Given instruction a
Check each statement against the dissertation abstract below. For each, answer yes or no and quote the deciding words of the abstract. (i) Texas judicial elections are partisan, but California's are not. (ii) Local bar associations oversee the state bar associations. (iii) The research examines four counties.

Article
######

Document Type

Dissertation

Date of Award

2023

Degree Name

Doctor of Philosophy (PhD)

Department

Political Science

First Advisor

David C Earnest

Abstract

This dissertation examines select key factors that influence voter choices in state trial court judicial elections in three large, cosmopolitan counties in California and Texas. These include ballot designations (i.e., professional titles of candidates), “evaluations” of candidates by local bar associations, newspaper endorsements, political party affiliation, and gender. Focus here is on ballot designations and local bar association evaluations; the subjective opinions issued by local bar associations as official-sounding, objective and qualitative evaluations. In turn, local bar associations are private, voluntary associations consisting of fee-paying members and not overseeing state bar associations as many laypeople believe. Judicial elections remain low-information, low-participation, and low-saliency affairs. Local bar associations do little to correct the misunderstanding that exists around the true nature of their “evaluations.” Additionally, California operates with a disparity in its ballot designation- related election law as this features different rules for government and non-government attorneys running for office. While Texas judicial elections are partisan, this is not the case in California. Accordingly, California voters may have to rely on a narrower set of heuristics in voting unless they are political sophisticates. This is often not the case. The present research results show that ballot designations and bar association evaluations have a significant impact on the outcome of judicial elections at the trial court level in the three counties examined: Los Angeles and San Francisco counties in California and Harris County, Texas (the greater Houston area). Each of these factors can make the difference between an election win and loss. Together, their effect presents statically significant evidence of voter influencing by powerful private, associations and positive state law in the areas examined. These concerns and others presented in this dissertation run afoul of American notions of democracy, transparency, and equality under the law. If the goal in the judicial election context in the areas examined and possible elsewhere is to optimize the quality of justice by seating the most qualified and least biased judges on the bench and to protect democratic and other minorities through inclusive governance, the sum of the answer is that judicial elections are fatally flawed.

######

Given instruction b
Tally the lines of the records that contain the string "herb" and reply with the number alone.

Provided information
######

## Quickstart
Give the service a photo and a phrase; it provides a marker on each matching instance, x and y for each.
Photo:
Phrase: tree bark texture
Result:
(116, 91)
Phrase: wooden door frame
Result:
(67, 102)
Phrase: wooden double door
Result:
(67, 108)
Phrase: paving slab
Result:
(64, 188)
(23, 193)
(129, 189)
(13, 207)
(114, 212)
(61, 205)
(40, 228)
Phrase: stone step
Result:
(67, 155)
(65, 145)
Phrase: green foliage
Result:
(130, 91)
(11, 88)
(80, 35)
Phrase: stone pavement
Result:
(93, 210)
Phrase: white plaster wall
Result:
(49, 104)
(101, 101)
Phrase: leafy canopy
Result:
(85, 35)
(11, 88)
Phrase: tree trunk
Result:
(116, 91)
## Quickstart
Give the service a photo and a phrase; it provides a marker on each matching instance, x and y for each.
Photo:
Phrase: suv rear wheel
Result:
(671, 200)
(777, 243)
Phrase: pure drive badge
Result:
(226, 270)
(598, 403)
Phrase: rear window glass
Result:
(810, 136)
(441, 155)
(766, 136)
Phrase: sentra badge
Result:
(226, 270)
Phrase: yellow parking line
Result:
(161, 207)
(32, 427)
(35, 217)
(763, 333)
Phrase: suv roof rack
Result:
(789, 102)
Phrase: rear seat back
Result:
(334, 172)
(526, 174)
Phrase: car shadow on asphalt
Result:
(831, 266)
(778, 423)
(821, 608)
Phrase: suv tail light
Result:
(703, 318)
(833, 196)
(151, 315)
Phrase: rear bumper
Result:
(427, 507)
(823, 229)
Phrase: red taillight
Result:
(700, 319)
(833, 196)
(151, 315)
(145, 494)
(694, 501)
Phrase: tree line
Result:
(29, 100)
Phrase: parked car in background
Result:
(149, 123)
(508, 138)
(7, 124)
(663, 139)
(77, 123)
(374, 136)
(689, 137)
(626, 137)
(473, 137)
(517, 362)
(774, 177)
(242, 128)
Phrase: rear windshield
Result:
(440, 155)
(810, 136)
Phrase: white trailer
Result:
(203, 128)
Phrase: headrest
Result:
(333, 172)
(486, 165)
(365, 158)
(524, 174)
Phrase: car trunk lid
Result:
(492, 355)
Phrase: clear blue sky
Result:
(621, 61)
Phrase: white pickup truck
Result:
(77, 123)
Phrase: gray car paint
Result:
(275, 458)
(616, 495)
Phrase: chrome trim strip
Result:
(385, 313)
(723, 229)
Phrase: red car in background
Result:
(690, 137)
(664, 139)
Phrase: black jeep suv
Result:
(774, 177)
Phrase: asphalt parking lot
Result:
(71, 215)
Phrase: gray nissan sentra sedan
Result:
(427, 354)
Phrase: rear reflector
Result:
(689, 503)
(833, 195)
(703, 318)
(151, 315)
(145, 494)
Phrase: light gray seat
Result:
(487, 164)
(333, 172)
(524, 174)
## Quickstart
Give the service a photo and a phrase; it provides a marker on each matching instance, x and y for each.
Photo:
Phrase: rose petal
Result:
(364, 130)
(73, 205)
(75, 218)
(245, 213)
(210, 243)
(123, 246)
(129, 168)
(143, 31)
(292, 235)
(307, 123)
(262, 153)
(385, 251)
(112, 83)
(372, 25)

######

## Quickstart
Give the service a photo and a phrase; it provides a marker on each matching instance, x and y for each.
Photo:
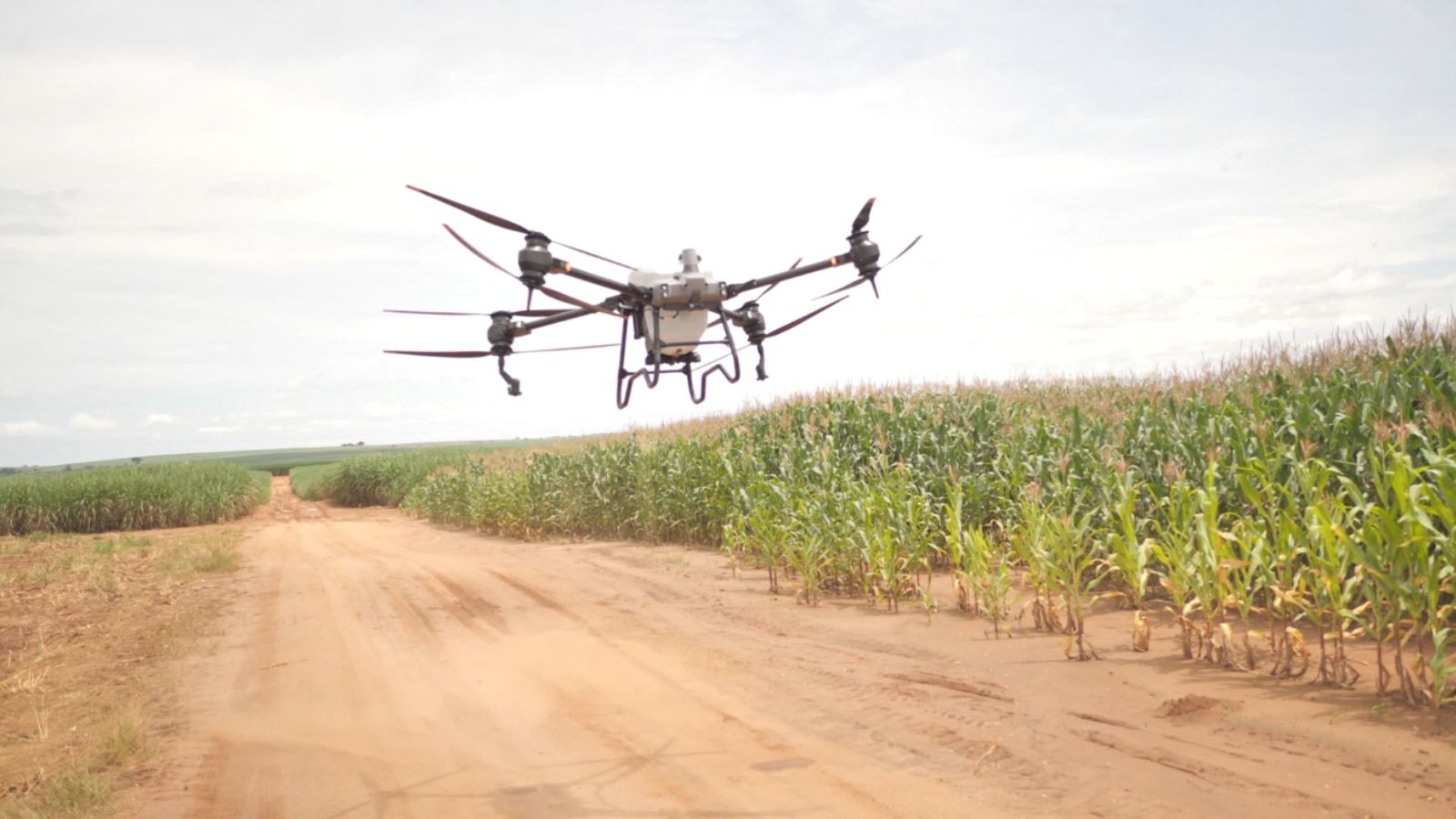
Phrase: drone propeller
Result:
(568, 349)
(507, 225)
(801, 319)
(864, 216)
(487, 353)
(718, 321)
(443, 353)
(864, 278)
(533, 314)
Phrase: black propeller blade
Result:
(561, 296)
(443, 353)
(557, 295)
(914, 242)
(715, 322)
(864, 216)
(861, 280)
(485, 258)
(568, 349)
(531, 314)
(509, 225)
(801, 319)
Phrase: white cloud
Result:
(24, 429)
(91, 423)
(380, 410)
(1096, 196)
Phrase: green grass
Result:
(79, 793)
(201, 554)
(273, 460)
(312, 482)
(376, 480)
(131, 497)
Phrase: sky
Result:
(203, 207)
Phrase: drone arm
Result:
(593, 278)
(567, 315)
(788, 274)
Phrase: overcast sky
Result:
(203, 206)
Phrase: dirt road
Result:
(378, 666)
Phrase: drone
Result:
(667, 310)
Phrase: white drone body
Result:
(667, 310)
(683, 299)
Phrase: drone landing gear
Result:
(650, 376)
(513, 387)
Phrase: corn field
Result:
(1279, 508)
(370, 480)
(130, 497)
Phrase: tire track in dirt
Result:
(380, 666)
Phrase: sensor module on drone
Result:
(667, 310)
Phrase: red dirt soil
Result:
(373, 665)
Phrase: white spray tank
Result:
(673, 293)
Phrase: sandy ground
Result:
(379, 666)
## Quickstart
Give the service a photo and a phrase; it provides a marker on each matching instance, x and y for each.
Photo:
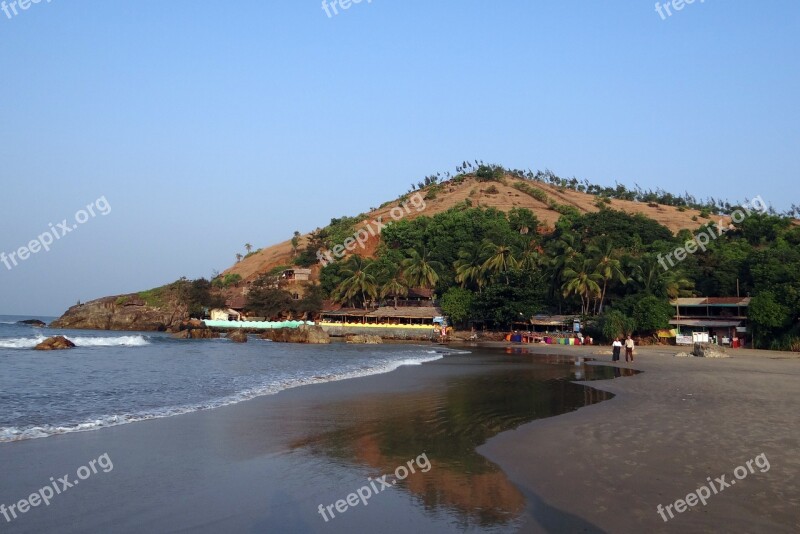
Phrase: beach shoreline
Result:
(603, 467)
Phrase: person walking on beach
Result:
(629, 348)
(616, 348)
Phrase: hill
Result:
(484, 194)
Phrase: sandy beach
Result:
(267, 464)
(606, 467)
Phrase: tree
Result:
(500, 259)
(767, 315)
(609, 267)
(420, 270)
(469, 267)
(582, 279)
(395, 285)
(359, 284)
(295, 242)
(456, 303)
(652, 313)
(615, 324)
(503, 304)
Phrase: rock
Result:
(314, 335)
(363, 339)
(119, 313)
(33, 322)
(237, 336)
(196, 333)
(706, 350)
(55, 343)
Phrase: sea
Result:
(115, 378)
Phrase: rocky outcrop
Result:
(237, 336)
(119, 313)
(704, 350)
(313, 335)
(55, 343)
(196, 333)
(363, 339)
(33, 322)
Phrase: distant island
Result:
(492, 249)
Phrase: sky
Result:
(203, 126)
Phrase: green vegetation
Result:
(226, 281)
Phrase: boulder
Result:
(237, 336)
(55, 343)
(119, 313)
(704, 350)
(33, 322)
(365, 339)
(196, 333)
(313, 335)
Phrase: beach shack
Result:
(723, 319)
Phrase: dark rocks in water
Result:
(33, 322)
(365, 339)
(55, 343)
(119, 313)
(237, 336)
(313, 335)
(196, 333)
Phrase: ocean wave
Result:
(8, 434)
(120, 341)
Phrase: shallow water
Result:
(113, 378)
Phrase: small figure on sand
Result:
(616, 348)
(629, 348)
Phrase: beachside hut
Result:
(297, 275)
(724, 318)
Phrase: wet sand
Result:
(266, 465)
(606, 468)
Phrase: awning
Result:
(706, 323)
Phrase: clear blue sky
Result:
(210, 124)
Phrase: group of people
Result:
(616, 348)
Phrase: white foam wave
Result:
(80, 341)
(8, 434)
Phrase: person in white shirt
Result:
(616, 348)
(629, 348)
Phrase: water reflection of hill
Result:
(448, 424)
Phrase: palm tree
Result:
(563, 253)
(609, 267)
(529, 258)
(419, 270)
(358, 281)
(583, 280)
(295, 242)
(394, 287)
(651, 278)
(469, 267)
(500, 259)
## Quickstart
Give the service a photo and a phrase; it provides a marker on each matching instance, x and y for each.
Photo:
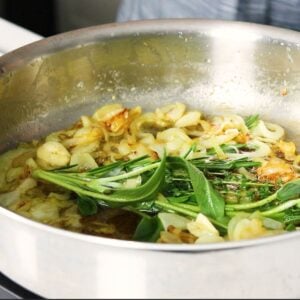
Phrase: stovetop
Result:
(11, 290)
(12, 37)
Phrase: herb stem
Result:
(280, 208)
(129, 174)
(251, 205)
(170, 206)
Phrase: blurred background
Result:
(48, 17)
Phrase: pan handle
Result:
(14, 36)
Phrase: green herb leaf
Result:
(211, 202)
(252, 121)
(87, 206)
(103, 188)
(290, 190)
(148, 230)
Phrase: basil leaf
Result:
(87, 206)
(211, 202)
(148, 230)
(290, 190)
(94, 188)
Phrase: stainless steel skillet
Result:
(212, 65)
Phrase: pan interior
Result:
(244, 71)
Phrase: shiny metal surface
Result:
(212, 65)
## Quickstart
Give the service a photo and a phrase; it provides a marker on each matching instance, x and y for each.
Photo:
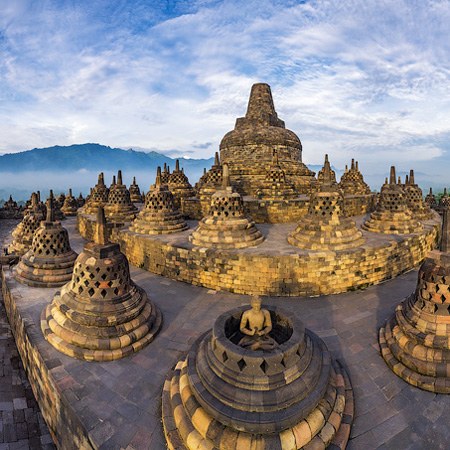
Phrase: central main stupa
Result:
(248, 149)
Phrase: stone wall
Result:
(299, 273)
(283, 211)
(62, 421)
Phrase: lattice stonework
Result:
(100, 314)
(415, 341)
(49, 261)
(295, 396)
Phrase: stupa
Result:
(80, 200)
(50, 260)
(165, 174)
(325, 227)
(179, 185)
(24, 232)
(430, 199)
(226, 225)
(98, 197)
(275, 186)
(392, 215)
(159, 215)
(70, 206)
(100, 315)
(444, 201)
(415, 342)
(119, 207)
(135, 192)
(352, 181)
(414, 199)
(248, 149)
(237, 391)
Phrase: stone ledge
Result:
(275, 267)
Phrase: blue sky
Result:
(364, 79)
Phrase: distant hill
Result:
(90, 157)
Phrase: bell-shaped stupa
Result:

######

Exercise output a
(i) Yes: "While Texas judicial elections are partisan, this is not the case in California."
(ii) No: "local bar associations are private, voluntary associations consisting of fee-paying members and not overseeing state bar associations as many laypeople believe."
(iii) No: "in the three counties examined: Los Angeles and San Francisco counties in California and Harris County, Texas (the greater Houston area)."

Exercise output b
2